- **Your task**:
The entries are to be repeated in full, without any change.

- **Given information**:
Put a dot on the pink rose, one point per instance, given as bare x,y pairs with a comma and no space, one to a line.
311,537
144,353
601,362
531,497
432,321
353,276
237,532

- **Reply**:
Put a dot on the pink rose, one point per instance, given as bare x,y pairs with a comma and no space, one to a line.
311,537
144,353
601,362
531,497
432,321
353,276
237,532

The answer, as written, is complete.